An opportunity was missed to improve care for people with type 2 diabetes in Northern Ireland, the audit office said.
Comptroller and auditor general Kieran Donnelly said he was disappointed at limited implementation of a 2003 review pointing the way towards best practice.
He noted a failure to introduce a comprehensive strategy until late 2016.
Mr Donnelly said: "This was clearly a missed opportunity to slow the growing prevalence of the disease, and to reduce the numbers of serious complications which can arise, including blindness and lower limb amputations."
Type 2 diabetes which affects regulation of blood sugar levels by the body involves almost 6% of the adult population in Northern Ireland.
Numbers diagnosed have increased by over 70% since 2004-05, and are projected to reach 100,000 by 2020.
Mr Donnelly added: "The projected growth of Type 2 diabetes creates a real risk that the current model of care provision will become unsustainable."
He said the current strategy offers potential to secure real improvements.
"However, for too long, the prevalence of the condition, the serious healthcare outcomes for people living with it, and the costs associated with treating it have been increasingly unchecked."
"I can only conclude that to date value for money has not been achieved in delivering Type 2 diabetes services."
The report made a series of findings on policy development, improving care and measuring care standards.
It said: "Whilst the need for a clinical database of local diabetes patients linking primary and secondary care was highlighted in 2003, integrated systems have still not been introduced."
The report concluded that the Department of Health faces challenges in securing the necessary funding and effectively addressing areas of greatest priority.

## Complete the following
1. Reproduce the diabetes article word for word, starting at "He noted a failure" and ending at "100,000 by 2020.".
2. According to the diabetes article, by how much have the numbers diagnosed with type 2 diabetes increased since 2004-05?
3. For each statement, say whether it agrees with the diabetes article, and quote the words that decide it. (a) A comprehensive strategy was introduced in 2003. (b) Type 2 diabetes involves almost 6% of the adult population in Northern Ireland. (c) Integrated systems linking primary and secondary care have now been introduced.
The rows that follow the diabetes article are not needed.

## Collection entries
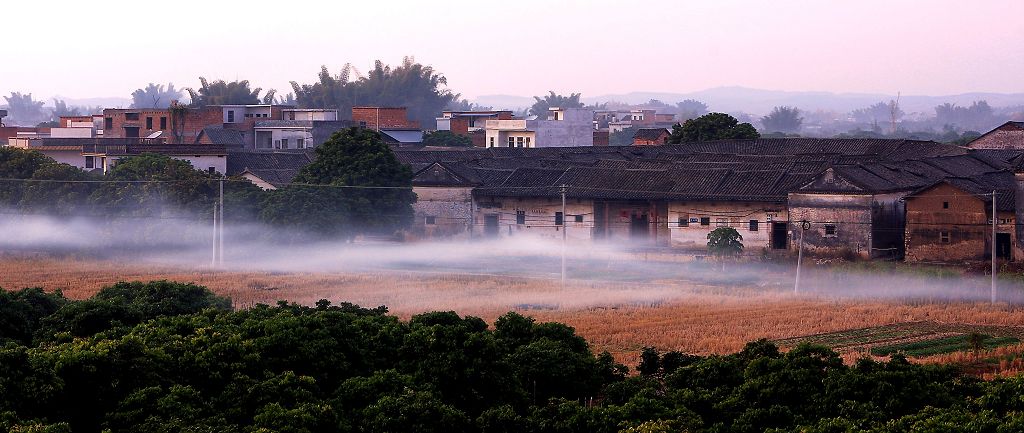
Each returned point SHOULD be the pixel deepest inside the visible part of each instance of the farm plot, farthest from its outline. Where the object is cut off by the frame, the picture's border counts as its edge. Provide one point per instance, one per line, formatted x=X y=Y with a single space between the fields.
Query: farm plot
x=915 y=339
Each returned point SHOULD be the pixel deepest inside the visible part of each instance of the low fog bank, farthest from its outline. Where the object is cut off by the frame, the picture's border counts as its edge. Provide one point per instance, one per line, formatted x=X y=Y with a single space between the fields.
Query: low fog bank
x=617 y=273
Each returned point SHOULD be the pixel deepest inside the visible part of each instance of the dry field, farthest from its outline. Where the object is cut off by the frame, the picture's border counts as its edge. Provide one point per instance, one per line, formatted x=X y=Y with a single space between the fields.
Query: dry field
x=619 y=316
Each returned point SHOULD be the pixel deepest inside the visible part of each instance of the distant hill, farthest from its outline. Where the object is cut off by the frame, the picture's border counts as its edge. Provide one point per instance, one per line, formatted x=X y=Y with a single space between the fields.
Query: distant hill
x=760 y=101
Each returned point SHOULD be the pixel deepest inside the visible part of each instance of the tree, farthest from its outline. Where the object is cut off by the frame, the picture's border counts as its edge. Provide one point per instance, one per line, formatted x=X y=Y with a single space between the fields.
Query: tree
x=782 y=119
x=415 y=86
x=220 y=92
x=690 y=109
x=541 y=105
x=714 y=126
x=725 y=242
x=446 y=138
x=23 y=110
x=152 y=182
x=624 y=137
x=375 y=186
x=878 y=113
x=155 y=96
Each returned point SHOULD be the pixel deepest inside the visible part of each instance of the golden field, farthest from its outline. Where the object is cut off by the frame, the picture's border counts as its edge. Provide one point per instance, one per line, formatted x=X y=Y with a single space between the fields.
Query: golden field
x=621 y=317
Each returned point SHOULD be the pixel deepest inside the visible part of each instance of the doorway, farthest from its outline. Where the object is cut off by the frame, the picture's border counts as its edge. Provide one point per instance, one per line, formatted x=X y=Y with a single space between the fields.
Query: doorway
x=639 y=225
x=1003 y=247
x=491 y=225
x=779 y=235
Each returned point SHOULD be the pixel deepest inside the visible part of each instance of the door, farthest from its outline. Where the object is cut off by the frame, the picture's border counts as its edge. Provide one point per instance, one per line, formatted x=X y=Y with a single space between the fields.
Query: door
x=491 y=225
x=639 y=225
x=779 y=235
x=1003 y=248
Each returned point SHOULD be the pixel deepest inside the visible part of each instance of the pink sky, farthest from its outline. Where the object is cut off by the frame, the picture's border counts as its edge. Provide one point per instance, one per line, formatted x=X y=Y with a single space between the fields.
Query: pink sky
x=523 y=47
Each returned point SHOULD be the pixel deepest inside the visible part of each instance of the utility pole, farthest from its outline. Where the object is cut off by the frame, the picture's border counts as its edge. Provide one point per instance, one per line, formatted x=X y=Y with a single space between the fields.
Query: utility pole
x=993 y=247
x=564 y=225
x=220 y=235
x=213 y=258
x=804 y=225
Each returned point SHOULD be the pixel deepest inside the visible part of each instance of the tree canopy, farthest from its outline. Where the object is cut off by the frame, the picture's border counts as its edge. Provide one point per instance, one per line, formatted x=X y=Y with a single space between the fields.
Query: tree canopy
x=552 y=99
x=23 y=110
x=714 y=126
x=220 y=92
x=421 y=89
x=366 y=179
x=155 y=96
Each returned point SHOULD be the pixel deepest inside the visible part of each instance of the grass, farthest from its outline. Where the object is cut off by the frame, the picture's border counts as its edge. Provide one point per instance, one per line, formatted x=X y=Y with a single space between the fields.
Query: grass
x=620 y=316
x=937 y=346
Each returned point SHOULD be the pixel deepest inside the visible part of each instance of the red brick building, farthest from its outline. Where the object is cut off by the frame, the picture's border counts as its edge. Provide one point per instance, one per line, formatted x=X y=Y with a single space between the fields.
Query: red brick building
x=1007 y=136
x=650 y=136
x=383 y=118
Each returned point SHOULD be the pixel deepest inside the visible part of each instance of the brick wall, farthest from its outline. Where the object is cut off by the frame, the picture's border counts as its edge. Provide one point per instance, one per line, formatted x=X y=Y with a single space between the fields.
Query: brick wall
x=382 y=117
x=116 y=120
x=1010 y=135
x=958 y=232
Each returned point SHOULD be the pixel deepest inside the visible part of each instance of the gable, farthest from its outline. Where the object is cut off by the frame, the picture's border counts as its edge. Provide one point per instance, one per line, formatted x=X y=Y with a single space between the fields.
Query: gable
x=830 y=181
x=437 y=174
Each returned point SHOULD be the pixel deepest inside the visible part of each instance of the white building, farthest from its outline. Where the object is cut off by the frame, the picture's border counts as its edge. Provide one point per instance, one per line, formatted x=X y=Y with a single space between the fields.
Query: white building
x=562 y=128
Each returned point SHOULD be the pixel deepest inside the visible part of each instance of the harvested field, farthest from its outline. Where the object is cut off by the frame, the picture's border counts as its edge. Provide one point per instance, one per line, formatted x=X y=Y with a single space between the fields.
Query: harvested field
x=621 y=316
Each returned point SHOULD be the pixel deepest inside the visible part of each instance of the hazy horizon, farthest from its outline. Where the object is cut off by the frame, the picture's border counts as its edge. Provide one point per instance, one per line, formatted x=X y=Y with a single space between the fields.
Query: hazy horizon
x=527 y=48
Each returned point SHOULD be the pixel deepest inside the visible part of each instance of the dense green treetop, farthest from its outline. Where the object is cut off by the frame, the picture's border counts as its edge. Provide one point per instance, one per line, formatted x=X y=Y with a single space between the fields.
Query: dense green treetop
x=714 y=126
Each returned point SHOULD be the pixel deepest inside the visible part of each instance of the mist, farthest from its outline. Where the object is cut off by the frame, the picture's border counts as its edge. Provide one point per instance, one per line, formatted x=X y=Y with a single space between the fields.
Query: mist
x=527 y=270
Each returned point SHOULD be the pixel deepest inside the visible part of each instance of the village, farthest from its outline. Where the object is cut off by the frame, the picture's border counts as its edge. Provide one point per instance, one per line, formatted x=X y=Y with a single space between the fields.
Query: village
x=883 y=199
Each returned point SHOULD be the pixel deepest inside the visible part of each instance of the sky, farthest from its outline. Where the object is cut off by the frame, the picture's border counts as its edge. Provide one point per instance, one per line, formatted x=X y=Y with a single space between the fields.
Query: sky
x=523 y=47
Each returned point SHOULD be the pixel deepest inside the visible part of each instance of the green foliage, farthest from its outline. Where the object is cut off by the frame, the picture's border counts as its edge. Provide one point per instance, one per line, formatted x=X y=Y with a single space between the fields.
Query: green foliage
x=725 y=242
x=552 y=99
x=220 y=92
x=960 y=343
x=413 y=85
x=170 y=357
x=446 y=138
x=624 y=137
x=155 y=96
x=23 y=110
x=715 y=126
x=782 y=119
x=357 y=157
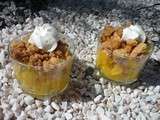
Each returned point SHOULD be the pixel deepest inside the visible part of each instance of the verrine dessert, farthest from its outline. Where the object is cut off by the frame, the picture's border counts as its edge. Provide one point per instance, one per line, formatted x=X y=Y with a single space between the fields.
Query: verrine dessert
x=42 y=61
x=122 y=52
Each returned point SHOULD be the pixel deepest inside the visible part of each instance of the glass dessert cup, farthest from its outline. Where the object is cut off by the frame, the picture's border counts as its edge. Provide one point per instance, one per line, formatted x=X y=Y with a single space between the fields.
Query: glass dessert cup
x=39 y=82
x=120 y=69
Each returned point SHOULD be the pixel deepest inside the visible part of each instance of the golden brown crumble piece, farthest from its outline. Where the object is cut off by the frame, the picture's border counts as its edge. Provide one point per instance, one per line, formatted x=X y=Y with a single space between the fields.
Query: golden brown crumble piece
x=139 y=49
x=30 y=54
x=120 y=53
x=111 y=40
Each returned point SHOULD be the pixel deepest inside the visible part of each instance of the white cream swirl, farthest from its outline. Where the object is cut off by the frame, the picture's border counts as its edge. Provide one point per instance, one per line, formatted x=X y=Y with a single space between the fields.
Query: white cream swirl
x=133 y=32
x=44 y=37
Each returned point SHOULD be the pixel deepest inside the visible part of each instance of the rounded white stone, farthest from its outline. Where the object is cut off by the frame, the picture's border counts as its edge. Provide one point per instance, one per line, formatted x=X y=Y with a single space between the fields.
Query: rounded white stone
x=29 y=100
x=55 y=106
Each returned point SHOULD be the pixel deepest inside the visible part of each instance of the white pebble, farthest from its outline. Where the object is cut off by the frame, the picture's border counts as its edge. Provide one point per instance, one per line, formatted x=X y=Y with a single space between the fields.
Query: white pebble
x=47 y=102
x=97 y=99
x=100 y=110
x=48 y=109
x=68 y=116
x=23 y=116
x=16 y=107
x=98 y=88
x=29 y=100
x=38 y=103
x=64 y=106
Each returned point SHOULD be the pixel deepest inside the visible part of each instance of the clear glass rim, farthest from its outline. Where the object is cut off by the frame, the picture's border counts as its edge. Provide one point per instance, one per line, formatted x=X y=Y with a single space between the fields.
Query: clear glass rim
x=149 y=42
x=71 y=48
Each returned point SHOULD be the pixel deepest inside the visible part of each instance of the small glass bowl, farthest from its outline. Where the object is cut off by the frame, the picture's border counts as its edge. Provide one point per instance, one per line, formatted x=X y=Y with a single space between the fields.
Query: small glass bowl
x=120 y=70
x=39 y=82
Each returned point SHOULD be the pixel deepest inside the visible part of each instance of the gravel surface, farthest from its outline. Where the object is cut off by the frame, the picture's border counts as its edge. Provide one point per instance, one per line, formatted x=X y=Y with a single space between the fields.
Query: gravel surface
x=89 y=96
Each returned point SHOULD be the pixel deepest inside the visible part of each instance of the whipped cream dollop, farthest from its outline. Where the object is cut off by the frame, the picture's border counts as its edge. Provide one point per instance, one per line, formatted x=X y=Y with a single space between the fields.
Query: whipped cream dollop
x=44 y=37
x=133 y=32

## Solutions for each task
1.
He noted a failure to introduce a comprehensive strategy until late 2016.
Mr Donnelly said: "This was clearly a missed opportunity to slow the growing prevalence of the disease, and to reduce the numbers of serious complications which can arise, including blindness and lower limb amputations."
Type 2 diabetes which affects regulation of blood sugar levels by the body involves almost 6% of the adult population in Northern Ireland.
Numbers diagnosed have increased by over 70% since 2004-05, and are projected to reach 100,000 by 2020.

2. By over 70%.

3.
(a) No: "He noted a failure to introduce a comprehensive strategy until late 2016."
(b) Yes: "involves almost 6% of the adult population in Northern Ireland"
(c) No: "integrated systems have still not been introduced."